• [EXTRAIT À LIRE]

Magazine Journal intime

Krak ma poule !

Publié le 14 octobre 2008 par Thywanek

Vous commencez à me connaître un peu toutes et tous ! Chères lectrices. Chers lecteurs. Vous vous êtes peu ou proue habitués à mes facéties verbales et à mes langueur de torturé congénital. A mon incurable alexandromanie. A mes plaisanteries de cabaret. Bref à tout ce qui fait, ou qui tente de faire, le charme et l’intérêt de ces pages électroniques sans lesquelles pourtant le monde tournerait imperturbablement, ignorant des mes richesses intérieures et de ma propension partageuse à en faire profiter plein de personnes qui n’avaient rien demandé.
Rien qu’à cette introduction à peine moins ronflante qu’un vol de frelon en escadrille, on se demande déjà où ça va encore aller cette fois !
Voyez le titre ! Et pour ne rien arranger ceux auxquels vous avez échappé, encore que non, puisque les voici : « On fait krak-krak ? » « Krak ! Boum ! Huuuue ! » « Krakoukas ! » « Krak 40 » « Krakotte ma cocotte ! » etc …
Vous avez deviné, car votre QI plane suffisamment haut ne serait-ce que pour aborder le contenu abassourdissamment ébouriffant de ce blog, on va causer gros sous !
A vrai dire je me sens dans un état un peu particulier depuis quelques semaines. Frappé d’une sorte de dédoublement réactionnel qui me fait alterner d’inextinguibles fous rires avec des montée de colère dont la totalité de l’expression pourrait s’avérer un tantinet ravageuse. Ballotté de l’une à l’autre de ces manifestations nerveuses, tentant de retrouver un peu d’équilibre pour la sauvegarde de ma pauvre complexion psychique congénitalement perturbée par ailleurs, ce qui n’aide pas, j’oscille entre le projet d’ouverture d’un cabaret comique spécialisé pour économistes, analystes fricoto-financier, et autres commentateurs, et le dépeçage en place publique de ces mêmes individus auxquels il serait alors tentant d’extirper jusqu’au dernier souffle des cris de douleur et d’agonie en proportion de ce que le résultat gigantesquement calamiteux de leurs théories ont produit, produisent, et vont produire, suite aux petites difficultés d’argent que les impérities de maniaques pathologiques ont une vague tendance à imposer à notre joli monde depuis si longtemps, et dont on constate en ce moment les plaisantes et dantesques conséquences.

Extraits d'un jeu de données d'annotation de localisation
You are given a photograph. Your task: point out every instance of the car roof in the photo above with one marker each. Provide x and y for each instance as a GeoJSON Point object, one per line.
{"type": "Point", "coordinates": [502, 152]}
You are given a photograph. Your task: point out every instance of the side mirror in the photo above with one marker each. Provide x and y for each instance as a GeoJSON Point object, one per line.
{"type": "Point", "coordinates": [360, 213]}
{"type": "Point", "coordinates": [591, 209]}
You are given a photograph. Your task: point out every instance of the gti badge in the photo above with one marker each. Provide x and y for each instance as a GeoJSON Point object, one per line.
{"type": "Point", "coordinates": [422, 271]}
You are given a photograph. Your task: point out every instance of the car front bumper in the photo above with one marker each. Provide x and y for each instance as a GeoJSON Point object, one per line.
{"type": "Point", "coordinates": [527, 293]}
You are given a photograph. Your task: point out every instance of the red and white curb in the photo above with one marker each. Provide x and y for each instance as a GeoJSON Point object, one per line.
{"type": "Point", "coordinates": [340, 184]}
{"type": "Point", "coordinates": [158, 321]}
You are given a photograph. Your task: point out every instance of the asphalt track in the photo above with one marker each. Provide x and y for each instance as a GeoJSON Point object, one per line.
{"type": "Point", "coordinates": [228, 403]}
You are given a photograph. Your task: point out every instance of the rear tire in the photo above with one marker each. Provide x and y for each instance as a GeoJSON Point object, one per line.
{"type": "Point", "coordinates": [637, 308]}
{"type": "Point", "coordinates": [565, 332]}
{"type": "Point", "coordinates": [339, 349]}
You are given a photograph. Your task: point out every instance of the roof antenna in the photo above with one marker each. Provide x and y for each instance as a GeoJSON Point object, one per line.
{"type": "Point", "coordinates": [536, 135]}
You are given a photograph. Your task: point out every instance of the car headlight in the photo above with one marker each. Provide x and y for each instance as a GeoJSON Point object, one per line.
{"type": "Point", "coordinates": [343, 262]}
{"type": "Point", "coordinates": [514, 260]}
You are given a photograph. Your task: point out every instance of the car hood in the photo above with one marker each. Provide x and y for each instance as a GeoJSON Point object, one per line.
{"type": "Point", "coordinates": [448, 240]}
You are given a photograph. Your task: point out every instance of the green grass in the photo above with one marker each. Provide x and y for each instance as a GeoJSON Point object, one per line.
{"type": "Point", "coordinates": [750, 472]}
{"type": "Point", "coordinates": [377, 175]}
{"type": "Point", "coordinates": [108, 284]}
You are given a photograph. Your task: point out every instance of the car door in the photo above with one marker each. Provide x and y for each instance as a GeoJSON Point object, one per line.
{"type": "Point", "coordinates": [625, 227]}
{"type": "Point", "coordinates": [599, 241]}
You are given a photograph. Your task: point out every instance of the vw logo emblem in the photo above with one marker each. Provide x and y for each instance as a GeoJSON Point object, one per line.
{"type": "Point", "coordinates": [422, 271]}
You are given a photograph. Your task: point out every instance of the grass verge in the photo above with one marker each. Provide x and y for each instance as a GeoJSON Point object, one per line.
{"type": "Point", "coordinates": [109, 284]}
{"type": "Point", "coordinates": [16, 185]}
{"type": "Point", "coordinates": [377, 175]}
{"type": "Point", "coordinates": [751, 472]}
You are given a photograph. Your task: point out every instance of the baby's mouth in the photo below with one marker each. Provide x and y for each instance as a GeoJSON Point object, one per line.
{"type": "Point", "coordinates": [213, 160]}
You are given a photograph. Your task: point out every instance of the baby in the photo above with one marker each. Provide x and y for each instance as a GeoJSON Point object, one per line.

• [CONSIGNES]
• 1. Recopiez mot pour mot le passage du billet compris entre « Vous commencez à » et « n’avaient rien demandé. », ces deux bornes incluses.
• 2. Repérez chaque ligne des enregistrements qui contient la chaîne « grass » et recopiez-la. La casse doit être respectée.

• [RÉPONSES ATTENDUES]
• 1.
Vous commencez à me connaître un peu toutes et tous ! Chères lectrices. Chers lecteurs. Vous vous êtes peu ou proue habitués à mes facéties verbales et à mes langueur de torturé congénital. A mon incurable alexandromanie. A mes plaisanteries de cabaret. Bref à tout ce qui fait, ou qui tente de faire, le charme et l’intérêt de ces pages électroniques sans lesquelles pourtant le monde tournerait imperturbablement, ignorant des mes richesses intérieures et de ma propension partageuse à en faire profiter plein de personnes qui n’avaient rien demandé.

• 2.
You are given a photograph. Your task: point out every instance of the green grass in the photo above with one marker each. Provide x and y for each instance as a GeoJSON Point object, one per line.
You are given a photograph. Your task: point out every instance of the grass verge in the photo above with one marker each. Provide x and y for each instance as a GeoJSON Point object, one per line.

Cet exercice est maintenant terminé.